Within the data that follows, set down exactly the lines from the one containing "box: [566, 1, 574, 89]" through the one containing "positive clicks: (572, 6) (572, 8)", both ends included.

→ INPUT MATERIAL:
**********
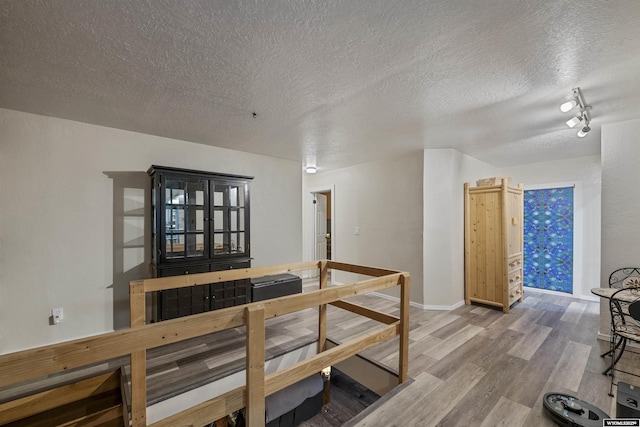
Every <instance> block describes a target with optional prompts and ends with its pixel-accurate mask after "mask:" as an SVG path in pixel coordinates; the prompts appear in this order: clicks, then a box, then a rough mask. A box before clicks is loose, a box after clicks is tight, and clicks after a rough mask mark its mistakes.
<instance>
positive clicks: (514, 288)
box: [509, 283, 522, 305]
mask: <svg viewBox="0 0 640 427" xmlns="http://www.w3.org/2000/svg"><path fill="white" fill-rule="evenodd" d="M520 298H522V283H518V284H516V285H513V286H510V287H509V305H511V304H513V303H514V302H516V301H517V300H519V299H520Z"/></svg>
**********
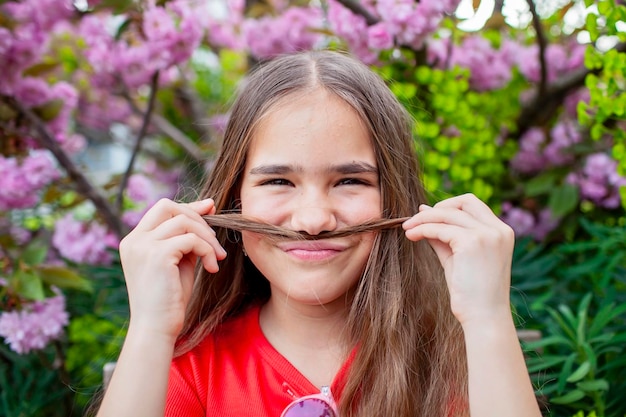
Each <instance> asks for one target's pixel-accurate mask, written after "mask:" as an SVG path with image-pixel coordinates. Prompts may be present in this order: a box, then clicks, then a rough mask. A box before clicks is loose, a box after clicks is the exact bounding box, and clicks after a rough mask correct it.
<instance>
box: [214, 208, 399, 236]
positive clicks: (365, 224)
**********
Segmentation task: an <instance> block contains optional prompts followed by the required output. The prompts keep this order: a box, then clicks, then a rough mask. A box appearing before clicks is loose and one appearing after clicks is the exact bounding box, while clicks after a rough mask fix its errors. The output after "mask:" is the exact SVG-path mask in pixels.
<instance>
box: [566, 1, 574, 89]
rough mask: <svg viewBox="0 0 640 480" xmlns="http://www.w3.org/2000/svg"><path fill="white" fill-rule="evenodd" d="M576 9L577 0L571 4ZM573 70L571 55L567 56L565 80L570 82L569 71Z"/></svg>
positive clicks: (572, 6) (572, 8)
**********
→ ANSWER BOX:
box: [566, 1, 574, 89]
rough mask: <svg viewBox="0 0 640 480" xmlns="http://www.w3.org/2000/svg"><path fill="white" fill-rule="evenodd" d="M576 9L577 0L571 4ZM573 70L571 55L567 56L565 80L570 82L569 71Z"/></svg>
positive clicks: (572, 6) (572, 8)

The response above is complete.